**INSTRUCTIONS FOR THE TASK**
Can you copy the article below on Earth Balance spread and its nutrition in full, word for word?

(PAGE EXCERPT begins)

Is Earth Balance Butter Healthy? What Nutrition Shows

Earth Balance Original Buttery Spread is a healthier choice than dairy butter in some measurable ways, but it’s not a health food. It has roughly half the saturated fat of butter per tablespoon (3 grams versus 7 grams) and contains no cholesterol. That said, its primary ingredient is palm oil, and the spread is still a processed blend of refined fats with limited nutritional value beyond the calories it provides.

What’s Actually in Earth Balance

The Original Buttery Spread is built on a vegetable oil blend: palm oil, canola oil, soybean oil, and flaxseed oil, in that order. The rest is mostly water, with small amounts of salt, pea protein isolate, sunflower lecithin, olive oil, lactic acid, natural flavor, and annatto for color. None of these minor ingredients are present in meaningful nutritional quantities.

The inclusion of flaxseed oil adds a small amount of omega-3 fatty acids, and olive oil appears on the label, but both sit well below the 2% threshold. They’re present in trace amounts, so don’t count on Earth Balance as a real source of either.

The Palm Oil Question

Palm oil being the first ingredient is what raises the most eyebrows. It’s about 44% palmitic acid, a saturated fat that has long been linked to higher LDL (“bad”) cholesterol. But the research on palm oil’s actual health effects is more nuanced than its reputation suggests.

A meta-analysis of 51 human dietary intervention trials found that diets rich in palm oil did not significantly change the ratio of total cholesterol to HDL cholesterol, or the ratio of LDL to HDL cholesterol. Compared to diets high in trans fats, palm oil actually raised HDL (“good”) cholesterol and lowered triglycerides. Several crossover studies have also shown that palm oil and olive oil produce similar effects on blood lipid levels in people with normal cholesterol.

Palm oil also has a practical advantage over other solid fats: it doesn’t need to be hydrogenated to stay solid at room temperature, which means it’s naturally free of trans fats. That matters because trans fats are the most clearly harmful type of dietary fat for heart health.

(PAGE EXCERPT ends)
(GIVEN INFORMATION begins)

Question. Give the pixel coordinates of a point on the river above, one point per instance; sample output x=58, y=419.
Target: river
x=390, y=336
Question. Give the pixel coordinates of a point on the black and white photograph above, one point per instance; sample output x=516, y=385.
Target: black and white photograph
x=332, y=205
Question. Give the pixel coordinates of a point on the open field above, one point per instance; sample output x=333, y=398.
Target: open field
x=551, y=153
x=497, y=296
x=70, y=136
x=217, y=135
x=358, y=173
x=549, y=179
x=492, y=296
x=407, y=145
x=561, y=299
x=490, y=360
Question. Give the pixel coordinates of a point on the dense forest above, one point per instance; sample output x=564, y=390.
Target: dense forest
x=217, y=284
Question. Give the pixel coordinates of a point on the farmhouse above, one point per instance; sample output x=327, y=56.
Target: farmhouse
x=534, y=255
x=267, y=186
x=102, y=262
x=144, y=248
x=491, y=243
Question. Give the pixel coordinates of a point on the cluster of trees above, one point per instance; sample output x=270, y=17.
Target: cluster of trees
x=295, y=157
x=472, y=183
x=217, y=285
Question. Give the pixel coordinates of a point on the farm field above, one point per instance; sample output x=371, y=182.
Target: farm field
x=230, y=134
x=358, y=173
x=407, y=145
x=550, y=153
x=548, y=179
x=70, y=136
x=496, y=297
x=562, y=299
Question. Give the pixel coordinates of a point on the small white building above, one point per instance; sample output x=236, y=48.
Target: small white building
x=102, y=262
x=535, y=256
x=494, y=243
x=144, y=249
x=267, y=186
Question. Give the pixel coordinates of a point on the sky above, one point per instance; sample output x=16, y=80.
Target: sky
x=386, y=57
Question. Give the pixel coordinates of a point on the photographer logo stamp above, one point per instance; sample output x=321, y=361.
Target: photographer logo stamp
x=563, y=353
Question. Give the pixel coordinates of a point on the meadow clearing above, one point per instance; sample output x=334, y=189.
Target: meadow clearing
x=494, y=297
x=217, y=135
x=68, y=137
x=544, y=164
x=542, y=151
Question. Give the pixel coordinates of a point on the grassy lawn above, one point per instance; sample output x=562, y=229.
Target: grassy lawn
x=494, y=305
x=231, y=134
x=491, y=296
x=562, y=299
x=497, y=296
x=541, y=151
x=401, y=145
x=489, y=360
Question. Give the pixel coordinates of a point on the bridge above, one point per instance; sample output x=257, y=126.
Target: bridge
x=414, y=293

(GIVEN INFORMATION ends)

**RESULT**
Is Earth Balance Butter Healthy? What Nutrition Shows

Earth Balance Original Buttery Spread is a healthier choice than dairy butter in some measurable ways, but it’s not a health food. It has roughly half the saturated fat of butter per tablespoon (3 grams versus 7 grams) and contains no cholesterol. That said, its primary ingredient is palm oil, and the spread is still a processed blend of refined fats with limited nutritional value beyond the calories it provides.

What’s Actually in Earth Balance

The Original Buttery Spread is built on a vegetable oil blend: palm oil, canola oil, soybean oil, and flaxseed oil, in that order. The rest is mostly water, with small amounts of salt, pea protein isolate, sunflower lecithin, olive oil, lactic acid, natural flavor, and annatto for color. None of these minor ingredients are present in meaningful nutritional quantities.

The inclusion of flaxseed oil adds a small amount of omega-3 fatty acids, and olive oil appears on the label, but both sit well below the 2% threshold. They’re present in trace amounts, so don’t count on Earth Balance as a real source of either.

The Palm Oil Question

Palm oil being the first ingredient is what raises the most eyebrows. It’s about 44% palmitic acid, a saturated fat that has long been linked to higher LDL (“bad”) cholesterol. But the research on palm oil’s actual health effects is more nuanced than its reputation suggests.

A meta-analysis of 51 human dietary intervention trials found that diets rich in palm oil did not significantly change the ratio of total cholesterol to HDL cholesterol, or the ratio of LDL to HDL cholesterol. Compared to diets high in trans fats, palm oil actually raised HDL (“good”) cholesterol and lowered triglycerides. Several crossover studies have also shown that palm oil and olive oil produce similar effects on blood lipid levels in people with normal cholesterol.

Palm oil also has a practical advantage over other solid fats: it doesn’t need to be hydrogenated to stay solid at room temperature, which means it’s naturally free of trans fats. That matters because trans fats are the most clearly harmful type of dietary fat for heart health.